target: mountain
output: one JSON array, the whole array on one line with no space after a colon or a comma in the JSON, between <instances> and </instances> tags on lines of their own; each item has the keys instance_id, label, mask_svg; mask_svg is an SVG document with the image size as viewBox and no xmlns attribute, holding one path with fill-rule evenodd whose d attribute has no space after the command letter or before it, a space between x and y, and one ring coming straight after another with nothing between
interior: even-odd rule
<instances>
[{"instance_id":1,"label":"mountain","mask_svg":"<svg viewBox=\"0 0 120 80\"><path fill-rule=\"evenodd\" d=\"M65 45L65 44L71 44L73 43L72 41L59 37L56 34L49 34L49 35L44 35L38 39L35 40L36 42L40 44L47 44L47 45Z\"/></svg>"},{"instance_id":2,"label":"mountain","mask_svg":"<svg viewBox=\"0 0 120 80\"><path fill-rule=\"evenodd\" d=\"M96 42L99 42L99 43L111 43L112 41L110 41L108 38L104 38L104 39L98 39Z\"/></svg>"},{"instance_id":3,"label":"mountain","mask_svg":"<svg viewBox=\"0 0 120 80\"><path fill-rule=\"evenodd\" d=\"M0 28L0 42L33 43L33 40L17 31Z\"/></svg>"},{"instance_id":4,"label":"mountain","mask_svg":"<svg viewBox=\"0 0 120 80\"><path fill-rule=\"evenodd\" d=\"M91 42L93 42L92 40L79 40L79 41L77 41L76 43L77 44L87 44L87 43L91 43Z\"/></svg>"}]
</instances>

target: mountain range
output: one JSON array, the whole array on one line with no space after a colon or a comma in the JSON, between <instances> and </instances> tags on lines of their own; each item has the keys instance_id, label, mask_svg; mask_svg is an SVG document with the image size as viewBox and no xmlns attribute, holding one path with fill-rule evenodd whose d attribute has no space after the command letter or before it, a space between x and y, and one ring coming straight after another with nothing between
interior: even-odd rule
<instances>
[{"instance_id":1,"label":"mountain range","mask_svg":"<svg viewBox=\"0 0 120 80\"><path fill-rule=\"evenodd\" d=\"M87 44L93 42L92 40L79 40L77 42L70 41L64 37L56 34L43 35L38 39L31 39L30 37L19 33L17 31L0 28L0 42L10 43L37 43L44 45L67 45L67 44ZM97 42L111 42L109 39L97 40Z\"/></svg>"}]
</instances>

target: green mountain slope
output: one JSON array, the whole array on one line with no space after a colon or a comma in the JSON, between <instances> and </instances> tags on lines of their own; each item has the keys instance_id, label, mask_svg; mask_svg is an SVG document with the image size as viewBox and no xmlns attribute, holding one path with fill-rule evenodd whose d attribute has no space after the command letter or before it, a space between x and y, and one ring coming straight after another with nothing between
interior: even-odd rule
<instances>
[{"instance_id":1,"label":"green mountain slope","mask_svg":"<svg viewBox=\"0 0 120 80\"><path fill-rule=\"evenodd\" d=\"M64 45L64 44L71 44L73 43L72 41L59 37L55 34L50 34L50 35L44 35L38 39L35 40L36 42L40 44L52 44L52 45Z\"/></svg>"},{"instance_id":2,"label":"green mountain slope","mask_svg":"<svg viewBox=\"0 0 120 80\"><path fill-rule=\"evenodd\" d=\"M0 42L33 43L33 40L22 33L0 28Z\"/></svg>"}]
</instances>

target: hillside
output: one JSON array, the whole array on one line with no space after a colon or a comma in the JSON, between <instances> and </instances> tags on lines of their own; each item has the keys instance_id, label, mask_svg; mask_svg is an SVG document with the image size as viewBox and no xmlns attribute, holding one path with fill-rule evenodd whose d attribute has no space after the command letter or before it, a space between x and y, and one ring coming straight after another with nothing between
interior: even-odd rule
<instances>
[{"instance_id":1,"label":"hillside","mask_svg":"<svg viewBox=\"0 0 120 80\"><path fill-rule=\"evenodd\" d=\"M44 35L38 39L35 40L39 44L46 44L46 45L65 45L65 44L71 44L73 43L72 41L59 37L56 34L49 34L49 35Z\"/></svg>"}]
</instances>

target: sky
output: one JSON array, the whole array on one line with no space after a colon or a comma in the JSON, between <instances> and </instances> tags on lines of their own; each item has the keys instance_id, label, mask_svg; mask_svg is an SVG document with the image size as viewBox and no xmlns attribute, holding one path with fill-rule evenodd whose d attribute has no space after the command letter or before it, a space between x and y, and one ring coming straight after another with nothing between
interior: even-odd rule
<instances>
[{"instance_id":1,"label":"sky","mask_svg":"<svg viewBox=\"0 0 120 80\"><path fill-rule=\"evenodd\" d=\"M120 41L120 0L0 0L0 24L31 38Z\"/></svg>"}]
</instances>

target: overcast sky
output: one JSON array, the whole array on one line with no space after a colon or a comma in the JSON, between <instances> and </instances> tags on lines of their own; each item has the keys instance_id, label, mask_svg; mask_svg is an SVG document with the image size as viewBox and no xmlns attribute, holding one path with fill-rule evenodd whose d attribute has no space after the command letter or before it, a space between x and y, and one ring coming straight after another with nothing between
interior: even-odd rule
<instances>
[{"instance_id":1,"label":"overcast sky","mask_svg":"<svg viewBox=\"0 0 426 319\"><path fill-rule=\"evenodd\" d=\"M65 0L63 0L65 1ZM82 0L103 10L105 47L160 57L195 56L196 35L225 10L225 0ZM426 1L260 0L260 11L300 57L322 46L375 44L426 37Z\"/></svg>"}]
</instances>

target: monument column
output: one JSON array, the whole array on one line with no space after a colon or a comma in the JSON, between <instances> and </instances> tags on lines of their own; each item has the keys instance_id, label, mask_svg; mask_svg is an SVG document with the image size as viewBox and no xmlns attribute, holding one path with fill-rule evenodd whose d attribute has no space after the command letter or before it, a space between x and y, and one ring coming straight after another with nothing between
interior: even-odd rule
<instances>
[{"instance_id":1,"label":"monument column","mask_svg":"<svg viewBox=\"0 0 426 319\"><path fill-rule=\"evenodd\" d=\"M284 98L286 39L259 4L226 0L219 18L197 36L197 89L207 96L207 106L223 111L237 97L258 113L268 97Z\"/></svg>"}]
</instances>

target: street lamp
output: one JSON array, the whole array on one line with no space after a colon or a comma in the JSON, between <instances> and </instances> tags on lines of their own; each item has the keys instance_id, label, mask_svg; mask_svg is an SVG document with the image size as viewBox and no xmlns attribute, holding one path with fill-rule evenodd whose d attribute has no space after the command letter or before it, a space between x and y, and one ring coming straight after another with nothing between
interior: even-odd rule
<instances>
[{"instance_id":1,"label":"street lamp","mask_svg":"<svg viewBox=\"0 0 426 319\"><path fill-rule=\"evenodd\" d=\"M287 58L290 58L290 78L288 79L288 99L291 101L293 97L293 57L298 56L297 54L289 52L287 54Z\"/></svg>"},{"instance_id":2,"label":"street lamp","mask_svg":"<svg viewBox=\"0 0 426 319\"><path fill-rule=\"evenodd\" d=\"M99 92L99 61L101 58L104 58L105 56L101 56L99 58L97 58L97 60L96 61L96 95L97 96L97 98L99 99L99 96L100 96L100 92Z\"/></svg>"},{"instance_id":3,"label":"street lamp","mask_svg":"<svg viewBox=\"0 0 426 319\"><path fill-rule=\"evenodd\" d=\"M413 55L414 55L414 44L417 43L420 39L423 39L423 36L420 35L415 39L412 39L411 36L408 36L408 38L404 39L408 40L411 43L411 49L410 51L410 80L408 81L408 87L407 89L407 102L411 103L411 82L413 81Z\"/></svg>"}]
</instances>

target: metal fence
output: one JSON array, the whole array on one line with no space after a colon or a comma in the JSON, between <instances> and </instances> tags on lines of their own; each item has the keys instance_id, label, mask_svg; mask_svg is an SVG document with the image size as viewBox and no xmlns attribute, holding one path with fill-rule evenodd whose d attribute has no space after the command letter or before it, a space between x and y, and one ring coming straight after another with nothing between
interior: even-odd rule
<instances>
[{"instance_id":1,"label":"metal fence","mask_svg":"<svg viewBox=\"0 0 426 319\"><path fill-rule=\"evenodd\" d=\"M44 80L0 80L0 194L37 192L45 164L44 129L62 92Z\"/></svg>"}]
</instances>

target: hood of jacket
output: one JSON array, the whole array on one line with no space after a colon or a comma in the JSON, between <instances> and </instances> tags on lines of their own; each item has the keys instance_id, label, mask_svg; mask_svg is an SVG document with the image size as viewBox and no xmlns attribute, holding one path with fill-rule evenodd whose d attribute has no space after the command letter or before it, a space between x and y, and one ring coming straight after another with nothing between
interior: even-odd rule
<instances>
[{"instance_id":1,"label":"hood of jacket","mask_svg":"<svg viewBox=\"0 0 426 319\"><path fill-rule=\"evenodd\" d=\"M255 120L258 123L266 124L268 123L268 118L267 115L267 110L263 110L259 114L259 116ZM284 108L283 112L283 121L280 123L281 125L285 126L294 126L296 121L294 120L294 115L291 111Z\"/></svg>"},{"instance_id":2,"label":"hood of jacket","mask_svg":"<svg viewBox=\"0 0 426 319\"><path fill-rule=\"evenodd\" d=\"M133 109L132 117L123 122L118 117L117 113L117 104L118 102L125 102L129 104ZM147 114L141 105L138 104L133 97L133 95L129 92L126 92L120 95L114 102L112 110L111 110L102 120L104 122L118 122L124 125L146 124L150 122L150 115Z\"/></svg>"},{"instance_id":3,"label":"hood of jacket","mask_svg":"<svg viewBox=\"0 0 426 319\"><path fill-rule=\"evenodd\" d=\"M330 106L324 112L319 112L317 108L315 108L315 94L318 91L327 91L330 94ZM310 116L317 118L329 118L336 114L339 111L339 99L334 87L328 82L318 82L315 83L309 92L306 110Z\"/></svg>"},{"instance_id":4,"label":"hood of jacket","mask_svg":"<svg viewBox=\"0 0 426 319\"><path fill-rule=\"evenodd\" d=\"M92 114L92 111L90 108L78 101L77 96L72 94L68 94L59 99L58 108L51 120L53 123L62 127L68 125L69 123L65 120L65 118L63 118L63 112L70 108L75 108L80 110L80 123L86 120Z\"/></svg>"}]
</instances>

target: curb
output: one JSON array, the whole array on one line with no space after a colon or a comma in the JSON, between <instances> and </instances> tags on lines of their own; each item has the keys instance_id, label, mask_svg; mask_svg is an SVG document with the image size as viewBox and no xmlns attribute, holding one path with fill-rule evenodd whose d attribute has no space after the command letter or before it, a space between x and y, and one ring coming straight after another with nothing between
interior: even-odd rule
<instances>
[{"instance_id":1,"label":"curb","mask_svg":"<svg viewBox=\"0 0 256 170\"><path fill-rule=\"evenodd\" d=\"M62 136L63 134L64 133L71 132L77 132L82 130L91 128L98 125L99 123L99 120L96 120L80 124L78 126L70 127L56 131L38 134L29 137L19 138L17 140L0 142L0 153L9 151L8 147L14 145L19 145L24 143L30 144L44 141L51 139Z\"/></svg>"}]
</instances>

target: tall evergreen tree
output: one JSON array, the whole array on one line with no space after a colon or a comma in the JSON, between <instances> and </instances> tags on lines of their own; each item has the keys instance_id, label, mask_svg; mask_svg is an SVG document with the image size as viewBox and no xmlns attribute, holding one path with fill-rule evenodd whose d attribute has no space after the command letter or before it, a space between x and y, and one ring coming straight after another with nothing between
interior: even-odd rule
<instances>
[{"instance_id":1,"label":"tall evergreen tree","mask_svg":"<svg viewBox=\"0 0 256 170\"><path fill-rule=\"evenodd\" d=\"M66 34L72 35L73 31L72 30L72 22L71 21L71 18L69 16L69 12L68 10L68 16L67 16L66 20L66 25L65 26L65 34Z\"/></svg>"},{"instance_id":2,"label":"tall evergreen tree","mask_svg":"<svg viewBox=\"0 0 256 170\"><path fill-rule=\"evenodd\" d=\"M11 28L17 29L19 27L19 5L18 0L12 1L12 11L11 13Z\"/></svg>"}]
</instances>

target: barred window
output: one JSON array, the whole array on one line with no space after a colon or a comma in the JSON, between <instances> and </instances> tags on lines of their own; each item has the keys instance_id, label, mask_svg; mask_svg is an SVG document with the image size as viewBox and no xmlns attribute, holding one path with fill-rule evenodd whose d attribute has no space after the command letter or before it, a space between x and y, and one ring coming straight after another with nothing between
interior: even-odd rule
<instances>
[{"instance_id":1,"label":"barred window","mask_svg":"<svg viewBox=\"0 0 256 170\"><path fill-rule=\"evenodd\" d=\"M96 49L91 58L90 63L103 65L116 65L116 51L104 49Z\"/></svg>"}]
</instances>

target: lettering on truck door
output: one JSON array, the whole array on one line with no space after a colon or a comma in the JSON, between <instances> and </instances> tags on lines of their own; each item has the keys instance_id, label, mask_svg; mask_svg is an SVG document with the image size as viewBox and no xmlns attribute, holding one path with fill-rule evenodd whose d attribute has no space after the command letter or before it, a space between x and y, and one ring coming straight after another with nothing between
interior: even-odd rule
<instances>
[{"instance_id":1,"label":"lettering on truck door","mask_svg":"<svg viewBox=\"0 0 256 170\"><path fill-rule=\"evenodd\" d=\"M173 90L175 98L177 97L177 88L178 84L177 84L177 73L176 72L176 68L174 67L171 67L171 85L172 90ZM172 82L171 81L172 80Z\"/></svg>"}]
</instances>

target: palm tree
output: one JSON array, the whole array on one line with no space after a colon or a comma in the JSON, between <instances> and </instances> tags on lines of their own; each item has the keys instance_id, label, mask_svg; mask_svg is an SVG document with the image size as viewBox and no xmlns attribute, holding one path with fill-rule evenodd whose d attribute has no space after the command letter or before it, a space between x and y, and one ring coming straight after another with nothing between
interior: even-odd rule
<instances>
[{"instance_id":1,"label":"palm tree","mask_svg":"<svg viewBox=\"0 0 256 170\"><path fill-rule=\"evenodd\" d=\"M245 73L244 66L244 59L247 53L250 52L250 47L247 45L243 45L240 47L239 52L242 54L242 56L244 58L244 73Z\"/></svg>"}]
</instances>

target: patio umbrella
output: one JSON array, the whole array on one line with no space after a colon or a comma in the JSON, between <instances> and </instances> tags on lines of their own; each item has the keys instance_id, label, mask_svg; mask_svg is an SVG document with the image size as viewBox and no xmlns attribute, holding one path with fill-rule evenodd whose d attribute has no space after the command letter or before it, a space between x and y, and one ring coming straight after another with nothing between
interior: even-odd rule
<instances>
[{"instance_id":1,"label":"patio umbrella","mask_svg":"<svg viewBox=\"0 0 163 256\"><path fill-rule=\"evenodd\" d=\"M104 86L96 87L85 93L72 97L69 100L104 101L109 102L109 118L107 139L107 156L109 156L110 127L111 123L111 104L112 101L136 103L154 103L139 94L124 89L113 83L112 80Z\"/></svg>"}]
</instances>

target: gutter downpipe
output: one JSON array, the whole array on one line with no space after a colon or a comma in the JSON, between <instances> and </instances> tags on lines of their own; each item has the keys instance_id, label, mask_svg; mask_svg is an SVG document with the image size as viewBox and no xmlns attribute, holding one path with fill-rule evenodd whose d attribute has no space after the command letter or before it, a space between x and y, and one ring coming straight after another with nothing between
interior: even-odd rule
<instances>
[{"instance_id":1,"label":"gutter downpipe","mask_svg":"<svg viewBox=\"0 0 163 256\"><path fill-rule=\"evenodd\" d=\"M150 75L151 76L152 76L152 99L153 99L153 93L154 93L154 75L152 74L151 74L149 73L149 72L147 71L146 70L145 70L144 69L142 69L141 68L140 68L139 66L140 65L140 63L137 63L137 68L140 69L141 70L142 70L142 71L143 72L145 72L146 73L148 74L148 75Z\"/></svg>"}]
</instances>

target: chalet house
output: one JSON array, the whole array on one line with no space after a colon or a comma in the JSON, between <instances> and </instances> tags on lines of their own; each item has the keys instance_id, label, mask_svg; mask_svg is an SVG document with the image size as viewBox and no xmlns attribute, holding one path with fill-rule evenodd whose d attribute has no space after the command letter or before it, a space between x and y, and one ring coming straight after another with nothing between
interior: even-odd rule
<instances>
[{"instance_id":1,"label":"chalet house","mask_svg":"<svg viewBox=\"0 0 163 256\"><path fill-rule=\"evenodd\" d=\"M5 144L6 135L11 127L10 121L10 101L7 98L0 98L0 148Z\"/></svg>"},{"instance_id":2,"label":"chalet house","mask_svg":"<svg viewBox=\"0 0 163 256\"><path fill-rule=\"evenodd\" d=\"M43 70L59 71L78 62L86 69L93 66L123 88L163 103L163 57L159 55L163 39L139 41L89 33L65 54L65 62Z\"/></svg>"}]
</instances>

--*--

- _Your goal_:
Can you put every line of the items from the one holding "target: chalet house" through the last line, inclusive, into a Markdown table with the columns Row and Item line, leaving out blank lines?

- _Answer to the exercise_:
| Row | Item line |
|---|---|
| 1 | target: chalet house |
| 2 | output: one JSON array, the whole array on one line with no space after a colon or a comma in the JSON, between <instances> and </instances> tags on lines of their own; each item has the keys instance_id, label, mask_svg; mask_svg is an SVG document with the image size as viewBox and no xmlns attribute, holding one path with fill-rule evenodd whose d attribute has no space after the command letter or before it, a space between x and y, and one ring coming straight after another with nothing between |
| 3 | interior: even-odd rule |
| 4 | <instances> |
| 5 | [{"instance_id":1,"label":"chalet house","mask_svg":"<svg viewBox=\"0 0 163 256\"><path fill-rule=\"evenodd\" d=\"M5 144L6 135L11 127L10 121L10 101L7 98L0 98L0 148Z\"/></svg>"},{"instance_id":2,"label":"chalet house","mask_svg":"<svg viewBox=\"0 0 163 256\"><path fill-rule=\"evenodd\" d=\"M43 70L59 71L78 62L86 69L93 66L123 88L163 103L163 57L159 55L163 39L139 41L89 33L65 54L65 62Z\"/></svg>"}] |
| 6 | </instances> |